▶ **Exercise**:
Identify each line in the entries below that contains the word 'single', and copy those lines.

▶ **Entries shown**:
══════

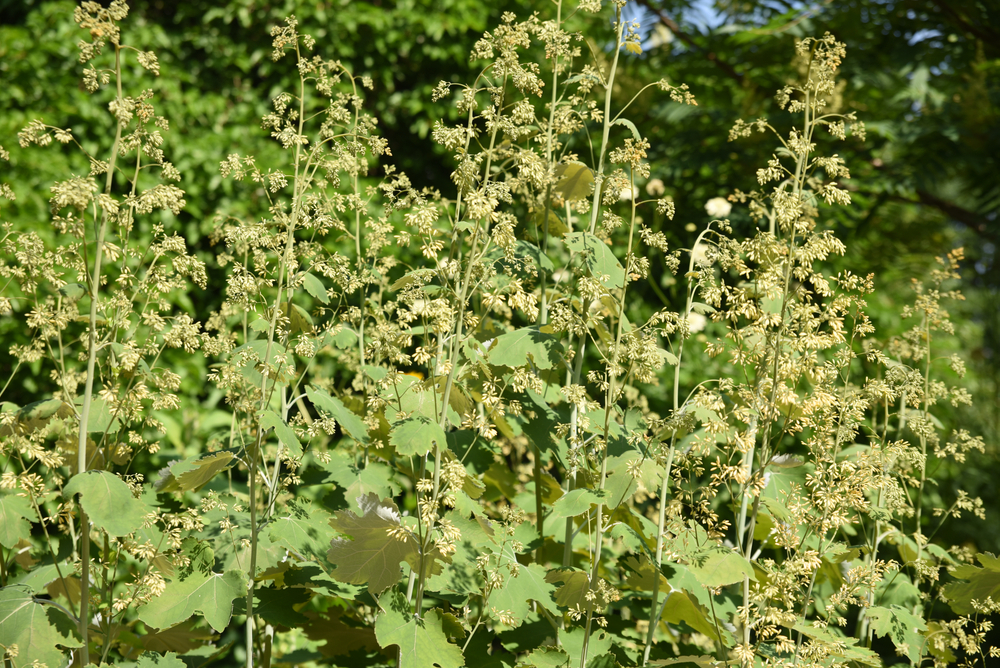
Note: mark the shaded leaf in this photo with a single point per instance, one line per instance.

══════

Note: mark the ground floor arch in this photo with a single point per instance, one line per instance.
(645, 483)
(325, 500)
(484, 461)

══════

▶ **Problem solution**:
Note: mark the shaded leaf in this photo with a single point per instance, one line per instance.
Note: mark the ground floor arch in this photo with a single point per instance, one line per instance.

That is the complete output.